## KUTIPAN
Ciri-Ciri Muslim Yang Baik
Oleh : H. Salman Abdullah Tanjung, MA
(Ketua Umum MUI Kabupaten Asahan)
Kepedulian
seseorang terhadap keselamatan, kebaikan agama dan imannya adalah bukti dan
tanda yang jelas akan kebenaran pikirannya, kelurusan manhaj dan kesempurnaan taufiq yang diperolehnya. Agama seorang
muslim berperan sebagai penunjuk dan pembimbing yang akan menghantarkannya
menuju kebahagiaan dalam kehidupan, keberuntungan serta ketinggian
di akhirat. Karena padanya terdapat dalil dan petunjuk yang memeliharanya dari
kesesatan dan menjauhkannya dari jalan-jalan kesengsaraan dan kerugian.

## TUJUAN 1
Cetak ulang tanpa perubahan bagian kutipan tentang ciri-ciri muslim yang baik, mulai dari "Ciri-Ciri Muslim Yang" dan terus sampai "kesengsaraan dan kerugian.".
## TUJUAN 2
Lanjutkan kutipan tentang ciri-ciri muslim yang baik, dimulai tepat setelah kalimat terakhirnya.

## DATA YANG DIBERIKAN

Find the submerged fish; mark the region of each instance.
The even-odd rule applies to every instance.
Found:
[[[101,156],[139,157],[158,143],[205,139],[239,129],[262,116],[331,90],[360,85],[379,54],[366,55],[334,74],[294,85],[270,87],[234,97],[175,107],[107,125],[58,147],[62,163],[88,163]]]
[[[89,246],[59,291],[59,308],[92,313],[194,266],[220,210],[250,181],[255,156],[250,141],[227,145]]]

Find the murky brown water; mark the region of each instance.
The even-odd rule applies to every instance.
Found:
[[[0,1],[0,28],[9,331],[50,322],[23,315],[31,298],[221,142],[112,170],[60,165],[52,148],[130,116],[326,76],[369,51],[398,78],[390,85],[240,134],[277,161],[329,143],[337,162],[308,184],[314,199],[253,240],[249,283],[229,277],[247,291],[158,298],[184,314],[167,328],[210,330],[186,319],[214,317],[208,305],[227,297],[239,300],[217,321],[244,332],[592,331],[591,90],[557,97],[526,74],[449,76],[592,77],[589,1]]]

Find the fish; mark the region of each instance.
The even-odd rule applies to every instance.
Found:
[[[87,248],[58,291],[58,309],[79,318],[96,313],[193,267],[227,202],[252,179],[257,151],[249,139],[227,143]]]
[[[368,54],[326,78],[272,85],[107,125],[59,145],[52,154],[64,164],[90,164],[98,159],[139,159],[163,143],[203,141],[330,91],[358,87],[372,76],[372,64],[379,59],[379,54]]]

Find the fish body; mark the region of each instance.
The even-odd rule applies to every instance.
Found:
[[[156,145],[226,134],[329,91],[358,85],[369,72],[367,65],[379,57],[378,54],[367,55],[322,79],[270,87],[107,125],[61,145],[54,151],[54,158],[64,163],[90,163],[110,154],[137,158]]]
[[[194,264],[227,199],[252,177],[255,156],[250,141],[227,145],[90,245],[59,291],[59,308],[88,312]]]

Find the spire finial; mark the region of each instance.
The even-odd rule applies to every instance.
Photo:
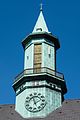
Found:
[[[43,10],[42,6],[43,6],[43,4],[42,4],[42,2],[41,2],[41,4],[40,4],[40,11]]]

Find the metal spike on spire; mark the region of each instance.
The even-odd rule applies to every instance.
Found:
[[[42,10],[43,10],[43,4],[41,2],[41,4],[40,4],[40,11],[42,11]]]

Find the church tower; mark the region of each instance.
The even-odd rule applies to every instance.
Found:
[[[13,83],[15,110],[23,118],[44,118],[61,106],[67,89],[64,75],[56,71],[60,43],[48,30],[42,6],[32,33],[22,45],[24,71]]]

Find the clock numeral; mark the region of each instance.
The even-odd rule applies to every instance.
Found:
[[[26,104],[26,107],[28,107],[29,106],[29,104]]]
[[[40,109],[41,107],[39,106],[38,109]]]
[[[32,94],[30,94],[30,96],[33,96]]]
[[[26,97],[26,99],[29,99],[29,97]]]
[[[32,107],[29,107],[29,109],[31,110],[31,109],[32,109]]]
[[[44,96],[41,96],[41,98],[44,98]]]
[[[40,96],[40,95],[41,95],[41,93],[38,93],[38,95]]]
[[[44,106],[45,104],[44,103],[41,103],[41,106]]]

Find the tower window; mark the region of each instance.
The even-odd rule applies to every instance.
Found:
[[[49,55],[49,58],[51,57],[51,48],[50,46],[48,46],[48,55]]]
[[[29,59],[29,56],[27,56],[27,60]]]

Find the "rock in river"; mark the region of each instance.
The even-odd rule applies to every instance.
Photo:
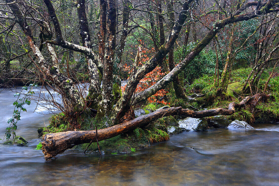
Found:
[[[205,130],[208,127],[207,121],[204,118],[188,117],[179,120],[178,123],[179,127],[190,130]]]
[[[13,141],[13,144],[20,146],[27,146],[28,142],[20,136],[16,136]]]
[[[232,122],[228,127],[228,128],[255,130],[254,127],[251,127],[246,121],[239,121],[236,120]]]

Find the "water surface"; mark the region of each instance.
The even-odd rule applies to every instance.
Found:
[[[0,93],[2,134],[13,110],[14,94]],[[68,150],[45,162],[35,149],[40,140],[37,130],[44,120],[48,123],[49,116],[33,113],[33,103],[16,131],[28,146],[0,144],[0,185],[279,185],[276,125],[254,125],[256,131],[184,132],[129,154],[100,157]]]

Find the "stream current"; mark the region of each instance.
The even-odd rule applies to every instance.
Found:
[[[1,138],[13,111],[13,92],[21,88],[0,93]],[[131,154],[69,150],[46,162],[35,149],[40,140],[37,130],[48,125],[50,116],[39,113],[47,109],[33,101],[24,107],[16,132],[29,143],[1,142],[0,185],[279,185],[279,125],[184,132]]]

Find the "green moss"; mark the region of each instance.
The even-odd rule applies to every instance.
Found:
[[[28,143],[28,142],[20,136],[16,136],[13,141],[13,144],[20,146],[27,146]]]
[[[68,123],[65,114],[62,112],[52,115],[49,120],[49,126],[55,128],[59,127],[61,125],[65,125]]]
[[[117,83],[113,84],[112,87],[112,93],[114,96],[114,99],[115,101],[117,101],[122,96],[122,92],[121,87]]]
[[[234,91],[238,94],[240,94],[242,86],[241,86],[241,83],[239,82],[234,82],[229,84],[228,85],[227,93],[229,96],[234,97],[235,93]],[[235,95],[235,96],[238,97],[237,95]]]
[[[40,150],[40,149],[42,149],[42,142],[40,142],[39,143],[39,144],[37,145],[37,147],[36,147],[35,149],[36,150]]]
[[[4,144],[6,145],[12,145],[13,144],[13,141],[11,140],[9,140],[4,142]]]
[[[108,139],[99,142],[101,151],[105,154],[116,154],[120,153],[130,153],[132,150],[142,148],[148,146],[146,139],[138,139],[133,133],[119,135]],[[84,151],[88,144],[77,146],[75,149]],[[98,154],[98,150],[96,143],[92,143],[87,149],[87,151]]]

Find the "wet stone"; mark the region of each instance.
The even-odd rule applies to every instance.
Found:
[[[170,135],[177,134],[182,132],[182,130],[179,127],[174,126],[170,126],[167,128],[168,133]]]
[[[210,120],[210,124],[211,126],[215,128],[227,127],[229,126],[232,121],[226,119],[214,118]]]
[[[235,120],[232,122],[228,127],[229,129],[249,129],[255,130],[247,122],[244,121],[239,121]]]
[[[208,125],[206,120],[188,117],[178,121],[179,127],[190,130],[203,131],[207,129]]]
[[[19,146],[27,146],[28,143],[28,142],[20,136],[16,136],[13,141],[13,144]]]

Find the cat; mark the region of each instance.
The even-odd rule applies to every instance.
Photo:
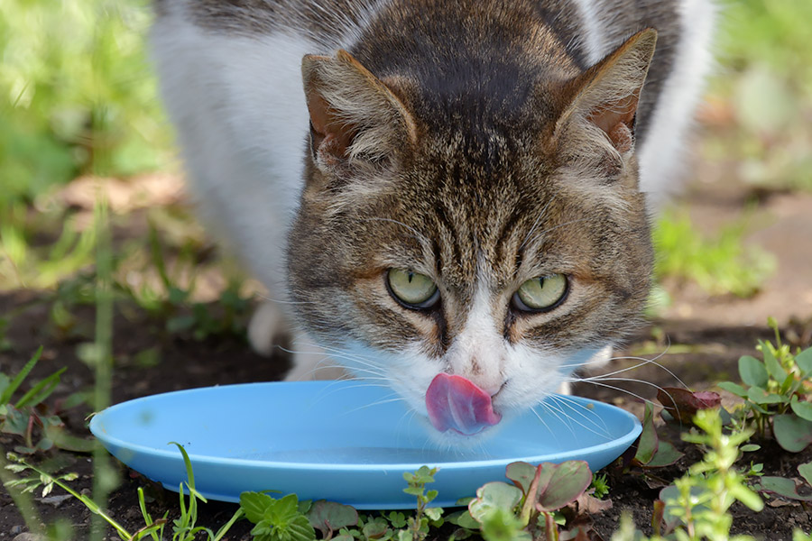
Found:
[[[710,0],[154,6],[193,191],[288,379],[383,381],[464,441],[640,325]]]

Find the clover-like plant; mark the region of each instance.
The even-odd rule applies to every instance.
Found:
[[[665,505],[660,504],[655,517],[664,518],[667,532],[678,530],[678,539],[723,541],[730,538],[733,517],[727,510],[734,502],[738,500],[754,511],[761,510],[764,505],[747,486],[745,476],[734,467],[741,455],[740,446],[752,431],[725,434],[717,408],[700,409],[694,424],[701,432],[692,430],[682,439],[702,446],[705,455],[673,485],[660,491],[660,501]],[[659,535],[660,521],[654,526]]]
[[[775,344],[759,341],[763,360],[739,359],[739,375],[746,386],[723,381],[719,387],[744,399],[736,418],[764,436],[771,429],[778,444],[799,453],[812,444],[812,348],[792,353],[782,344],[775,319],[768,320]]]
[[[42,353],[41,346],[14,378],[0,372],[0,432],[23,438],[23,445],[14,447],[14,451],[21,454],[33,454],[54,446],[78,453],[92,451],[94,442],[69,434],[59,417],[63,409],[77,406],[84,398],[79,394],[71,395],[59,402],[59,407],[45,402],[59,385],[65,368],[37,381],[21,397],[12,399],[36,366]]]
[[[661,440],[654,426],[654,408],[646,403],[643,414],[642,432],[636,442],[623,454],[626,465],[637,466],[647,472],[673,464],[682,457],[682,453],[669,442]]]
[[[512,484],[486,483],[468,503],[468,513],[487,541],[558,539],[556,512],[575,502],[592,482],[584,461],[512,463],[505,476]]]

## HASIL LATIHAN 1
Ciri-Ciri Muslim Yang Baik
Oleh : H. Salman Abdullah Tanjung, MA
(Ketua Umum MUI Kabupaten Asahan)
Kepedulian
seseorang terhadap keselamatan, kebaikan agama dan imannya adalah bukti dan
tanda yang jelas akan kebenaran pikirannya, kelurusan manhaj dan kesempurnaan taufiq yang diperolehnya. Agama seorang
muslim berperan sebagai penunjuk dan pembimbing yang akan menghantarkannya
menuju kebahagiaan dalam kehidupan, keberuntungan serta ketinggian
di akhirat. Karena padanya terdapat dalil dan petunjuk yang memeliharanya dari
kesesatan dan menjauhkannya dari jalan-jalan kesengsaraan dan kerugian.

## HASIL LATIHAN 2
Rasulullah
saw yang sangat menginginkan kebaikan bagi umatnya, penyantun dan penyayang
terhadap mereka, beliau telah menunjukkan adab yang luhur dan budi pekerti yang
mulia dalam memperbaiki keislaman seseorang dan untuk mencapai puncak keridhaan
Allah SWT sebagaimana sabda beliau saw.
"Di antara tanda kebaikan keislaman
seseorang adalah meninggalkan hal-hal yang tidak bermanfaat baginya." [HR Imam Malik dalam kitab Muwatta', Tirmidzi dalam kitab al-Jami', Ibnu Majah dalam kitab Sunan,
Ibnu Hibban dalam kitab shahih dan
Abdu al-Razaq dalam al-Mushannaf]
Sekalipun hadits ini hadits mursal, akan
tetapi ia diperkuat beberapa sanad dan teks
yang menjadikannya hadits hasan
lighairih. Bahkan hadits ini diakui beberapa ulama sebagai hadits shahih,
seperti Imam Ibnu Hibban, al-Allamah Ahmad Muhammad Syakir dan al-Allamah
Muhammad Nashiruddin al-Albani sebagaimana terdapat keterangannya secara
terperinci dalam kitab-kitab mereka rahimahumullah.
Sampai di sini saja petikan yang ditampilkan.